Source extract:
* Begin *

Friday, 30 November 2007

Aberdeen Sends Trump Packing

The Scottish have a bit of a reputation for having short arms and long pockets when it comes to money. Fair enough they also have a reputation for being drunk all the time and the men wearing skirts but having a scrooge like devotion to money is what we on the more sober side of Hadrian's wall mock them about.
That stereotype may be in danger now after Donald Trump came waving his wad about in the east of the country only for the locals to tell him to take his money and his dubiously coloured hair and sod off.
The billionaire planned to build a £1bn golf course on sand dunes in Aberdeen but salmon fisherman, Michael Forbes, refused to sell his 23 acres of land that sat slap bang in the centre of the proposed golf complex.
Seeing his dream swinging in the wind, Trump offered £450,000 for the land with a salary of £50,000 a year for some unspecified job thrown in. Forbes refused. All he wanted was to be left in peace and quiet he said.
Trump's business team then set about smearing Mr Forbes and it was this that seemed to seal the fate of the doomed development.
Complaints to the council surged as the city folk stood behind Forbes and yesterday's ruling that the application for the development had been refused, ensured Trump's vision would have to be carried out elsewhere.

* End *

Written exercise a: Show every line of the records that contains the string "woman", matching case exactly, and copy each line in full.
The Aberdeen post and the records have no connection to each other.

Records pointing to named objects:

* Begin *

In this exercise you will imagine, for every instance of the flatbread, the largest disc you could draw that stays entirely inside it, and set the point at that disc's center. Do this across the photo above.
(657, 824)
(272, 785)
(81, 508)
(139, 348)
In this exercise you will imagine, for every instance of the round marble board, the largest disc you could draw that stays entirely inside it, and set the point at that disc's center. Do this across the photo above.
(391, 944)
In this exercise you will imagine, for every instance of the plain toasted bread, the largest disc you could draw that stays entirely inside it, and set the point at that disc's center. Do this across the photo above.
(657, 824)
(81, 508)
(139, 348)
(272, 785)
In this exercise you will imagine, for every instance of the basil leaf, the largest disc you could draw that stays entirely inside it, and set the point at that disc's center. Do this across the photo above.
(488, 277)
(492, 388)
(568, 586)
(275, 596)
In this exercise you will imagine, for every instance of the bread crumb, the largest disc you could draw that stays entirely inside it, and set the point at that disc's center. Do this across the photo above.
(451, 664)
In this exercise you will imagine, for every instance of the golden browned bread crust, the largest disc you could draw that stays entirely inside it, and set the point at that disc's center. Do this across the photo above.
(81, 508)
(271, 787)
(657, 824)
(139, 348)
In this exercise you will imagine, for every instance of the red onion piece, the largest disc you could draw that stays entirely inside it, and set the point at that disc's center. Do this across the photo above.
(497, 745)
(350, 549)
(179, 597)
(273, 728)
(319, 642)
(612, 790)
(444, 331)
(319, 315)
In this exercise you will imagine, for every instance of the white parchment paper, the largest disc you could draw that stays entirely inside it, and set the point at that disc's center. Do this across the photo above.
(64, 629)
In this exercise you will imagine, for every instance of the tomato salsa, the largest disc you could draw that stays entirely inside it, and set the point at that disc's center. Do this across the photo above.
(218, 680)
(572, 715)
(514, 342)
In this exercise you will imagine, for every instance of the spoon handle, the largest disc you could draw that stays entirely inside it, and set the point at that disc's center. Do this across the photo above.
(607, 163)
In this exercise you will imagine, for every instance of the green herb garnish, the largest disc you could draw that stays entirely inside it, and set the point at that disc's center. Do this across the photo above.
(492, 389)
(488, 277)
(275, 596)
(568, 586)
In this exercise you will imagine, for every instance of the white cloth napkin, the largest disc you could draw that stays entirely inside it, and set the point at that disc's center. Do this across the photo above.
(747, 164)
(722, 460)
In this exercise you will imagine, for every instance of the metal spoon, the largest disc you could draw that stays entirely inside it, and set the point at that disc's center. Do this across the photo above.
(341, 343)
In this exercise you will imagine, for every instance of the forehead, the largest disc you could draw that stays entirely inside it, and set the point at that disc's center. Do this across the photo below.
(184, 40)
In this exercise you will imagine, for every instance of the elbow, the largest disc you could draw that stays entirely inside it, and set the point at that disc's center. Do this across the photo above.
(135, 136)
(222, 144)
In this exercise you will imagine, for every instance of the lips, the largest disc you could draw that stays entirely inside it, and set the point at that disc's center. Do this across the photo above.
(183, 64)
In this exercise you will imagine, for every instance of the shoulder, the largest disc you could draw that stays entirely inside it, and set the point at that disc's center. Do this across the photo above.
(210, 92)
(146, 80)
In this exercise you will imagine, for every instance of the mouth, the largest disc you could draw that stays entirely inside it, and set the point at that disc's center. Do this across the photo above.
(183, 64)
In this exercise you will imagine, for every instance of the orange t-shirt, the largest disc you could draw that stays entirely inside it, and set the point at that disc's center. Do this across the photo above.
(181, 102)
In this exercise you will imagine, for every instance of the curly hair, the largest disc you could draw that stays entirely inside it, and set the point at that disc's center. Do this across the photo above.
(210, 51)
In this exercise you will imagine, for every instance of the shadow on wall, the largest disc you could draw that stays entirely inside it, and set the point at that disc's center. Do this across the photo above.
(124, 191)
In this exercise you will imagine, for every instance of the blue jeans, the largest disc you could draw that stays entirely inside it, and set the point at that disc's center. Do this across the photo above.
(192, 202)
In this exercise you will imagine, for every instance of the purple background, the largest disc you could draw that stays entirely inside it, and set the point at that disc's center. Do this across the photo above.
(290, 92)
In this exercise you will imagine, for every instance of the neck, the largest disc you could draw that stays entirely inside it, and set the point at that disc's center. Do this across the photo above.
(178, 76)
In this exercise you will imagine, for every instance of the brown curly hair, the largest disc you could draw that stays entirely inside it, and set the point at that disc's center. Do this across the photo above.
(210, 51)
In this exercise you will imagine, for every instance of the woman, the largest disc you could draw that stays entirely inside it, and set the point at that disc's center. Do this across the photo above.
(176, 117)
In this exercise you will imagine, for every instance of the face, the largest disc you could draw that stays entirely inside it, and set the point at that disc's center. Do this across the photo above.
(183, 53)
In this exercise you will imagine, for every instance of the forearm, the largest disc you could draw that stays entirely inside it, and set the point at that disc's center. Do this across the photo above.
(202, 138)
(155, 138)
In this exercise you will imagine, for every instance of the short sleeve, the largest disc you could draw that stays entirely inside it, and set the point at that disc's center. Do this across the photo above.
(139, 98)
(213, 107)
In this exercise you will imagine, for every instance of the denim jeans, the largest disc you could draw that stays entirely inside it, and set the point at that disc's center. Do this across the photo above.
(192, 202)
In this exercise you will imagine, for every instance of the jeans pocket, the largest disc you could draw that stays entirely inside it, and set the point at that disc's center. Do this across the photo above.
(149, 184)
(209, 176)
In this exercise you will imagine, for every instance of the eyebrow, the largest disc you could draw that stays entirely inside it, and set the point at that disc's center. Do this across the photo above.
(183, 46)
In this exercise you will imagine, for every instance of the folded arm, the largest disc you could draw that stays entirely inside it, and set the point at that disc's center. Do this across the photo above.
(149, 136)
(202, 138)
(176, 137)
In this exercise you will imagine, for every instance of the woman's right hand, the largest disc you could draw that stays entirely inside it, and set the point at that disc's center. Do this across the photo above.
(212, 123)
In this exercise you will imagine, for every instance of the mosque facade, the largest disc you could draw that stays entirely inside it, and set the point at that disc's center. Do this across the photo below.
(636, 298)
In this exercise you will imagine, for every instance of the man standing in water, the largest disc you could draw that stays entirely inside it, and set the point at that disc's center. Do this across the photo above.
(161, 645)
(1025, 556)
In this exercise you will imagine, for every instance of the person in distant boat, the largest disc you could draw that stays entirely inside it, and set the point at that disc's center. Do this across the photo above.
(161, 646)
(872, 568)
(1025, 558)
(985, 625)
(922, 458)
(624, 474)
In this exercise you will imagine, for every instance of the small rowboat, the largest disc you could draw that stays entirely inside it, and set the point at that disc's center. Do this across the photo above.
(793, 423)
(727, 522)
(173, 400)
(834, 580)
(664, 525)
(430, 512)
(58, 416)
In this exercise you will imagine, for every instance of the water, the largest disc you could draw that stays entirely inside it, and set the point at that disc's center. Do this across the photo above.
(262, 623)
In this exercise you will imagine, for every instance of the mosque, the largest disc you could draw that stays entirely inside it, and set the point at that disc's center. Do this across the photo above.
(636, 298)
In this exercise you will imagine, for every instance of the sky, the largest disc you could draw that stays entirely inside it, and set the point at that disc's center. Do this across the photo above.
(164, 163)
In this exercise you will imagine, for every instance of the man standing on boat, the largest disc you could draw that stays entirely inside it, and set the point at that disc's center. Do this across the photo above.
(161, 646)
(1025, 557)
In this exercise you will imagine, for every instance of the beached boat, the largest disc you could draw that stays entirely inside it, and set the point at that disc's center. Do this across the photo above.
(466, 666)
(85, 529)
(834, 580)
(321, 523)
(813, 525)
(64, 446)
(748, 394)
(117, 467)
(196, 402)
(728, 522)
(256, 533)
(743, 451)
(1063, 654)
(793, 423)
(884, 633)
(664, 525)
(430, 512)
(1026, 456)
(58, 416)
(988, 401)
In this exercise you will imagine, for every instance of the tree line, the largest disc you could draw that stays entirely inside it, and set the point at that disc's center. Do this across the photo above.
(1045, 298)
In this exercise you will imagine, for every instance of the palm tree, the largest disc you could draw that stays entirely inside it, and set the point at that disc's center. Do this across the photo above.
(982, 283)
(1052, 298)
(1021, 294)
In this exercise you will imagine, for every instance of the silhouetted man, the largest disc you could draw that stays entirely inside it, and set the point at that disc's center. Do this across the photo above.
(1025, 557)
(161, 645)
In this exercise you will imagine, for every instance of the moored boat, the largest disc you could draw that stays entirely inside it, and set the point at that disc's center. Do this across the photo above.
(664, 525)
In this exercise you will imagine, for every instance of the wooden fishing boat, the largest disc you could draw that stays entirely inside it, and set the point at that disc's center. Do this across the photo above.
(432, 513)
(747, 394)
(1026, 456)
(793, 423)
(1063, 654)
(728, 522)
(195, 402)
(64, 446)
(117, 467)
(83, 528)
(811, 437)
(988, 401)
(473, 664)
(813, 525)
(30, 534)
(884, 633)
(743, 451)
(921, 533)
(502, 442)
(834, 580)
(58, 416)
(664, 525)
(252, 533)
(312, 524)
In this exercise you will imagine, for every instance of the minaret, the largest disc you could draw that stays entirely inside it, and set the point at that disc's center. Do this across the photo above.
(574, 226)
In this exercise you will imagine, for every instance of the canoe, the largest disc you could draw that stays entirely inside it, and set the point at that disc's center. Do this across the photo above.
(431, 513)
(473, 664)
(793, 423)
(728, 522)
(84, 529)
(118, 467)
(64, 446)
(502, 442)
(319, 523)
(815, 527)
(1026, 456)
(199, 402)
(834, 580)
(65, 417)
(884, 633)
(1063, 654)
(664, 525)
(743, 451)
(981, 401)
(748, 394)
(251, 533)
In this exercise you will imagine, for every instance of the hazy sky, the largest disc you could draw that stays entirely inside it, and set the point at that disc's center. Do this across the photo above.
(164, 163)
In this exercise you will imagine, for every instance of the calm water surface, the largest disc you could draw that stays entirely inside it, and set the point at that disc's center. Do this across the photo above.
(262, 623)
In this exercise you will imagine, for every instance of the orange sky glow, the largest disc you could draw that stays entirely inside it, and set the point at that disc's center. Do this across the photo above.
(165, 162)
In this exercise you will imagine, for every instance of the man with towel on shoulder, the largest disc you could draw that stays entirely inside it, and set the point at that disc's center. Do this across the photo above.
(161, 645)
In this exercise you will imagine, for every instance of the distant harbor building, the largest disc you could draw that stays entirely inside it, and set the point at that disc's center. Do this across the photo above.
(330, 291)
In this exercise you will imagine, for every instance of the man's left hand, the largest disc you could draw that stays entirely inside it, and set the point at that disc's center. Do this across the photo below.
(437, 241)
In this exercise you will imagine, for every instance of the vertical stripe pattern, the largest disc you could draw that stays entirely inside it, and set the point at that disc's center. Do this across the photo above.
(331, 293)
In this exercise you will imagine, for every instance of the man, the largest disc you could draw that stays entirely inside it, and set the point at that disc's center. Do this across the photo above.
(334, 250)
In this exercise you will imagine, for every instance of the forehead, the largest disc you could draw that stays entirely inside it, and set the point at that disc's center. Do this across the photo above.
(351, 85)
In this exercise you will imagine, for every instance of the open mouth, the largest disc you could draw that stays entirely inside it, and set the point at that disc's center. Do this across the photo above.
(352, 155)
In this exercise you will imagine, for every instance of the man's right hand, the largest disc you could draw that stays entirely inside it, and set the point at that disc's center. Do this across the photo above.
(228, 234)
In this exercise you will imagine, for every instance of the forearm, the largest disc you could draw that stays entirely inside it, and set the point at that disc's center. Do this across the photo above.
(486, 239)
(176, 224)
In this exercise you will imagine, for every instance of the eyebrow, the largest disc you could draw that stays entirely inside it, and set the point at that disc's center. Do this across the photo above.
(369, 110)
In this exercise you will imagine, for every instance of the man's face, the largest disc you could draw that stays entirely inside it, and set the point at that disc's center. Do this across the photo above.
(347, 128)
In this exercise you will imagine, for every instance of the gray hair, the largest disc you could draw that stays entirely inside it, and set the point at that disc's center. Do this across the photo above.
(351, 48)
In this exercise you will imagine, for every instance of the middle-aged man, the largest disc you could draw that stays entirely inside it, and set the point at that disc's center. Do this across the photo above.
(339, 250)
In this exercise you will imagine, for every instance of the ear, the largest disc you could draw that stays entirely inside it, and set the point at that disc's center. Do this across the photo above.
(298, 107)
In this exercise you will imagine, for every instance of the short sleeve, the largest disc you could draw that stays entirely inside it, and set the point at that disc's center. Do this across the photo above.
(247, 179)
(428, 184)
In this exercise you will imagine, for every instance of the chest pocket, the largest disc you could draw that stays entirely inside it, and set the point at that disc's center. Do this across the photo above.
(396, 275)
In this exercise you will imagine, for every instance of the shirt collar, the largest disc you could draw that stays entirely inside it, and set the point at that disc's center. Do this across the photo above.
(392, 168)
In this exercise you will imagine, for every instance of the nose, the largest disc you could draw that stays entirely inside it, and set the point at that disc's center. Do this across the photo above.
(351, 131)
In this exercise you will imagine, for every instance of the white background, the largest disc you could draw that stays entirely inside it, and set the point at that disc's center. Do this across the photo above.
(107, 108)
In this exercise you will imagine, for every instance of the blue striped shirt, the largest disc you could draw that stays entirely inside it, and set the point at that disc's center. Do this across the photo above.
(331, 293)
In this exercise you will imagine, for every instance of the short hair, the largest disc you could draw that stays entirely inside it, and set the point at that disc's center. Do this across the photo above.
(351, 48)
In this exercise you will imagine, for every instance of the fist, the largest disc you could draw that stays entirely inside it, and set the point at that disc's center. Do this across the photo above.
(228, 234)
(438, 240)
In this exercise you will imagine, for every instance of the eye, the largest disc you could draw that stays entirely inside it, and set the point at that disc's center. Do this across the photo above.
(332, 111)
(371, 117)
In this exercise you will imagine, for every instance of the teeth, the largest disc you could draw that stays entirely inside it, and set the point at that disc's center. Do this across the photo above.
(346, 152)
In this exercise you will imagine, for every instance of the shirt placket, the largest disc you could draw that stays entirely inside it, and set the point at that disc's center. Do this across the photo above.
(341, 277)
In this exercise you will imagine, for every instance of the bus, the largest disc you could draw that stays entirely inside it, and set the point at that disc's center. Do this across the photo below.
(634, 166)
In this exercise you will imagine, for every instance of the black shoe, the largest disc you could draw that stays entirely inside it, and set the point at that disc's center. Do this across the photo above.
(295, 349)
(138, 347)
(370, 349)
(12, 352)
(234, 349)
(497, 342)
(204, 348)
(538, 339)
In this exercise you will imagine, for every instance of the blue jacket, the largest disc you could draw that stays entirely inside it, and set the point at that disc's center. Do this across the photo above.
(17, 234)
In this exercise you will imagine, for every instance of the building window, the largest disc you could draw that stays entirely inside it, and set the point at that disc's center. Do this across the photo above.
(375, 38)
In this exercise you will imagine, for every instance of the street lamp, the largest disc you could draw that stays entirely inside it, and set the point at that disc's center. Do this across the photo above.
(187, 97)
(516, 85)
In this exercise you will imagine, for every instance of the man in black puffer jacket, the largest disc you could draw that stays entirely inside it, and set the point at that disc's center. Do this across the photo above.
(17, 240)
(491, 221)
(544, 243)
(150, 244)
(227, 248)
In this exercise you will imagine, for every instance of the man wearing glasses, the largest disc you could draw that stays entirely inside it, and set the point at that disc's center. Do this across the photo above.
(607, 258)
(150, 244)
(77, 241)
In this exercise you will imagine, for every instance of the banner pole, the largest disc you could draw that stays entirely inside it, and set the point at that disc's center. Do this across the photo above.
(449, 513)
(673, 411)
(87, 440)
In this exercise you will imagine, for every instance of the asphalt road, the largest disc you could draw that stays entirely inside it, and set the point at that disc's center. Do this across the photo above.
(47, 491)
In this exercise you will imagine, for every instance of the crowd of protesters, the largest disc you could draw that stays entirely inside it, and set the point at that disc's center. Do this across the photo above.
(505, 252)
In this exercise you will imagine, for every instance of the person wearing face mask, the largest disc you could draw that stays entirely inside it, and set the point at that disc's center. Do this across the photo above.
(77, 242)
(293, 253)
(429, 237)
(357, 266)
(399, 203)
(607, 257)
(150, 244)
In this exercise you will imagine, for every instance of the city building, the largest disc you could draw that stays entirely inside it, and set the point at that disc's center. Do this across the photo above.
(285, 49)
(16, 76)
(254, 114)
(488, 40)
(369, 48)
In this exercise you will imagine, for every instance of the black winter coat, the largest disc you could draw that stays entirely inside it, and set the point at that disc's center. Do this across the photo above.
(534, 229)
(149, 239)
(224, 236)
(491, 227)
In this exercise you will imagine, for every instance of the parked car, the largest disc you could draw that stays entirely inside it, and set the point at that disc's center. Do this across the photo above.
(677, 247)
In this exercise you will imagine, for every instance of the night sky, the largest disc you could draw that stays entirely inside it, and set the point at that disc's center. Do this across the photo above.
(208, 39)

* End *

Written exercise b: Reproduce the entire Aberdeen post word for word.

Solution a:
In this exercise you will imagine, for every instance of the woman, the largest disc you could draw that stays entirely inside it, and set the point at that disc's center. Do this across the photo above.
In this exercise you will imagine, for every instance of the woman's right hand, the largest disc you could draw that stays entirely inside it, and set the point at that disc's center. Do this across the photo above.

Solution b:
Friday, 30 November 2007

Aberdeen Sends Trump Packing

The Scottish have a bit of a reputation for having short arms and long pockets when it comes to money. Fair enough they also have a reputation for being drunk all the time and the men wearing skirts but having a scrooge like devotion to money is what we on the more sober side of Hadrian's wall mock them about.
That stereotype may be in danger now after Donald Trump came waving his wad about in the east of the country only for the locals to tell him to take his money and his dubiously coloured hair and sod off.
The billionaire planned to build a £1bn golf course on sand dunes in Aberdeen but salmon fisherman, Michael Forbes, refused to sell his 23 acres of land that sat slap bang in the centre of the proposed golf complex.
Seeing his dream swinging in the wind, Trump offered £450,000 for the land with a salary of £50,000 a year for some unspecified job thrown in. Forbes refused. All he wanted was to be left in peace and quiet he said.
Trump's business team then set about smearing Mr Forbes and it was this that seemed to seal the fate of the doomed development.
Complaints to the council surged as the city folk stood behind Forbes and yesterday's ruling that the application for the development had been refused, ensured Trump's vision would have to be carried out elsewhere.